#### Set exercise:
Rewrite every record below with "point" swapped for "coordinate pair" and nothing else changed. Leave the pictures out of your answer.

#### Entries from a pointing dataset:
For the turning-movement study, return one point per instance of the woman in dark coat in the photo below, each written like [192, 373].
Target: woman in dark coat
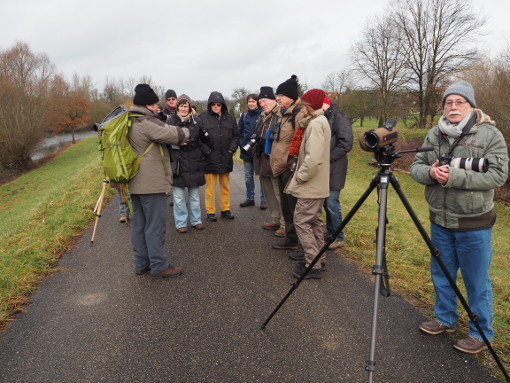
[188, 167]
[223, 141]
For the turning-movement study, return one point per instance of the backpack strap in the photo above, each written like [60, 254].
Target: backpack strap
[136, 116]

#### Written response:
For the turning-movement study, return one coordinate pair per instance of the woman in dark coat in the photo below, each written like [192, 373].
Target: woman in dark coat
[188, 167]
[223, 141]
For the turning-movement study, return one coordinate pair per instance of the backpack strap in the photo above, each written like [60, 254].
Target: backpack strap
[136, 116]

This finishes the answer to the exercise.